:: PROBLEM REQUIREMENTS ::
List every line of the data below that contains the string "pole", matching case exactly.

[start RECORDS SUPPLIED]

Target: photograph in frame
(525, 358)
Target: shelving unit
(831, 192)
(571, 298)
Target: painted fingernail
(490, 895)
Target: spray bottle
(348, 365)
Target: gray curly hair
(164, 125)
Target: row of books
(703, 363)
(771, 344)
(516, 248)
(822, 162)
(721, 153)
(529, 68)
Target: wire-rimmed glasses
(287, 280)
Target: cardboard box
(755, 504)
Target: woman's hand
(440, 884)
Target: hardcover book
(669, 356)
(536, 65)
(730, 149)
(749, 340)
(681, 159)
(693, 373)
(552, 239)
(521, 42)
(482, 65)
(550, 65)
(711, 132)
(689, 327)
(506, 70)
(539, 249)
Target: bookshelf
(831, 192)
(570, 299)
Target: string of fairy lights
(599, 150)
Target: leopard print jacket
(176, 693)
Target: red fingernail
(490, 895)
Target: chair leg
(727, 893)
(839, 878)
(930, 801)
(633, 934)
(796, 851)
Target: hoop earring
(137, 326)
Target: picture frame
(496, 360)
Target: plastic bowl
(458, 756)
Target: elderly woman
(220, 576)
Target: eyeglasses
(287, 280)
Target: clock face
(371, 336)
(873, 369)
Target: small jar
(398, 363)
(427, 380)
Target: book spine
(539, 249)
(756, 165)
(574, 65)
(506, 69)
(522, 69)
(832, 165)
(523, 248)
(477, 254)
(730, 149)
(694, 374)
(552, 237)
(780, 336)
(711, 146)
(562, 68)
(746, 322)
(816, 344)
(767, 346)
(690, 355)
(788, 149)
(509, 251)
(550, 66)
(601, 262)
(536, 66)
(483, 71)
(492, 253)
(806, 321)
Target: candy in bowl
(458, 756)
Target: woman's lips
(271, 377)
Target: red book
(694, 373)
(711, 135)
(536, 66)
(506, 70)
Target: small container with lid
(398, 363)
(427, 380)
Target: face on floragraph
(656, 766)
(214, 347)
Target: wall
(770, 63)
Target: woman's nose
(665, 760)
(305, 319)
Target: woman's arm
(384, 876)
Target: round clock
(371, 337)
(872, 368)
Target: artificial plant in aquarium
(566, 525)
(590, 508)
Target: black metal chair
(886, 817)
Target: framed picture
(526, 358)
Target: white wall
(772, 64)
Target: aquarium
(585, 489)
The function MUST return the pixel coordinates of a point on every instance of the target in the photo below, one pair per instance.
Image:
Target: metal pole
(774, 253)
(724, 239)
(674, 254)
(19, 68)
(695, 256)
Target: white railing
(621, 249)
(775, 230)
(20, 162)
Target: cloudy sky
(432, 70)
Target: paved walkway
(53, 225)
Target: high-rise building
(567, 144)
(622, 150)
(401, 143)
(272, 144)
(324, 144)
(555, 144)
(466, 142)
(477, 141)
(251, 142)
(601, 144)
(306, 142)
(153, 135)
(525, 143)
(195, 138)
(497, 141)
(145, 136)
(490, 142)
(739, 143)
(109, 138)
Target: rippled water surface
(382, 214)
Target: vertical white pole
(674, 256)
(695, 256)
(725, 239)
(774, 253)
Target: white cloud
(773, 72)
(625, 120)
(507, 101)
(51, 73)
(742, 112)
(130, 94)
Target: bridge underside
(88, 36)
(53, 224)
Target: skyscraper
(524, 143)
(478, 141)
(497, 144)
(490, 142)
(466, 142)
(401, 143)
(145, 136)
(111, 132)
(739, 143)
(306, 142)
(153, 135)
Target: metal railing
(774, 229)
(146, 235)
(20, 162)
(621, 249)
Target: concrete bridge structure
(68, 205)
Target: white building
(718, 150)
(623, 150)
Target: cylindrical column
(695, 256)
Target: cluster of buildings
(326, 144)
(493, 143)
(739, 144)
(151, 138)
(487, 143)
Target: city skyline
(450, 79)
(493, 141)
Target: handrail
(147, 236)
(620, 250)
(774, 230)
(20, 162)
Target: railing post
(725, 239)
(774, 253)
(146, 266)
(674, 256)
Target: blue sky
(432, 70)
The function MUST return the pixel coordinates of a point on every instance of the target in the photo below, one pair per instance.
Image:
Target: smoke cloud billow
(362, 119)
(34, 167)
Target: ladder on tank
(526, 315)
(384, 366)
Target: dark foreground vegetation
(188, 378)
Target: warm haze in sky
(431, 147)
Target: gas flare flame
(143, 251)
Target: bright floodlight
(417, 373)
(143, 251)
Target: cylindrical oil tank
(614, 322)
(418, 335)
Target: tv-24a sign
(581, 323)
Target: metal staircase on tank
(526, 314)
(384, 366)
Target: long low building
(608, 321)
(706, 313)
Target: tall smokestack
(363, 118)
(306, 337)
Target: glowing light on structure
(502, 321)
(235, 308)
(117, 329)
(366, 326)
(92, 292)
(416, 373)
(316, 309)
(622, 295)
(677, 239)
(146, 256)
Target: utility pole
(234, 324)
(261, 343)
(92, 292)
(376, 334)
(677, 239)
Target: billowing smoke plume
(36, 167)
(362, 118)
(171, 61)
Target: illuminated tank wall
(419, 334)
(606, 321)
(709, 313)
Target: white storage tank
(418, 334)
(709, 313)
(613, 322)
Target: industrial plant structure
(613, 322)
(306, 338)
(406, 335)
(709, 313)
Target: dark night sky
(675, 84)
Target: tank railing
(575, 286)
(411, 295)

[end RECORDS SUPPLIED]
[start RECORDS SUPPLIED]

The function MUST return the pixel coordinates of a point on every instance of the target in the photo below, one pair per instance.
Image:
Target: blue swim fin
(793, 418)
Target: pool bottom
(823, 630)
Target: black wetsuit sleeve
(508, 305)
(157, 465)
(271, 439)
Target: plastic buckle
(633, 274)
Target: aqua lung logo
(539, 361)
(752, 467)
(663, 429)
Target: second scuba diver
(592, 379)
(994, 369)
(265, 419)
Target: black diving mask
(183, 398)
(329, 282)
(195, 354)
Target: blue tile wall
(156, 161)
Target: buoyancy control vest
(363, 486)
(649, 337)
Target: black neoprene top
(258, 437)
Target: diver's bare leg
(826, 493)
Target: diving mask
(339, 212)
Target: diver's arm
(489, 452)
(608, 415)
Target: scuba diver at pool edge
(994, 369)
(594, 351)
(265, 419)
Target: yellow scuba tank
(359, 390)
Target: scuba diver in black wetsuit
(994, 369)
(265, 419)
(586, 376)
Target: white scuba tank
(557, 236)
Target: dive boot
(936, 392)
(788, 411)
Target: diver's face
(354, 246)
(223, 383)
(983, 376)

[end RECORDS SUPPLIED]
[start RECORDS SUPPLIED]

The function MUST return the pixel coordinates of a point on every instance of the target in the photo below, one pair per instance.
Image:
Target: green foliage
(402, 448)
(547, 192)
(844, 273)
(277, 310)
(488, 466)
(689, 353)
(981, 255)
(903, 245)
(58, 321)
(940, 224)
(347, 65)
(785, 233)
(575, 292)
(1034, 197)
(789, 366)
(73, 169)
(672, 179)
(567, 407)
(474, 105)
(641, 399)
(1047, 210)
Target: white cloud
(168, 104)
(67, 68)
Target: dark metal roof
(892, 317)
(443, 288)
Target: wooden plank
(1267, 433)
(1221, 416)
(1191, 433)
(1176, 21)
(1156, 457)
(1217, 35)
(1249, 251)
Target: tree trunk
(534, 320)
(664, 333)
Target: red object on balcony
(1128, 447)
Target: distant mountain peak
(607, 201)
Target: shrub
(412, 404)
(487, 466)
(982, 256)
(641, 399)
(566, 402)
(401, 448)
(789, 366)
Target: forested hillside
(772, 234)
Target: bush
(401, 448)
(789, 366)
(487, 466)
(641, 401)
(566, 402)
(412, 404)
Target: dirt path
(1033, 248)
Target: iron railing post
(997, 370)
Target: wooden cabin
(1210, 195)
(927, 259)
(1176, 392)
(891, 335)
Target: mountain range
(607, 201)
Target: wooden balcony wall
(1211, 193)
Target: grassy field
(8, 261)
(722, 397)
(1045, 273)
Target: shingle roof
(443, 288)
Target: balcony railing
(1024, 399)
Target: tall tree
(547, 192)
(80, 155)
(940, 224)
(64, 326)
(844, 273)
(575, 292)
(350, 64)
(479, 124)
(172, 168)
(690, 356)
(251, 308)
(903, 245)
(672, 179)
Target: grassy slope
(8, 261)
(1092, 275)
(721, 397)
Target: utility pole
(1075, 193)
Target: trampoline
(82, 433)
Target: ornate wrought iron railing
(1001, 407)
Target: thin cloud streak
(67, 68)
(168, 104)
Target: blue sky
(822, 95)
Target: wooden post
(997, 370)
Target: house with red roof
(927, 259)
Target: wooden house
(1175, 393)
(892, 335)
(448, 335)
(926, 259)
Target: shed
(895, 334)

[end RECORDS SUPPLIED]

:: RESULT FOR THIS TASK ::
Target: metal pole
Target: vertical white pole
Target: utility pole
Target: utility pole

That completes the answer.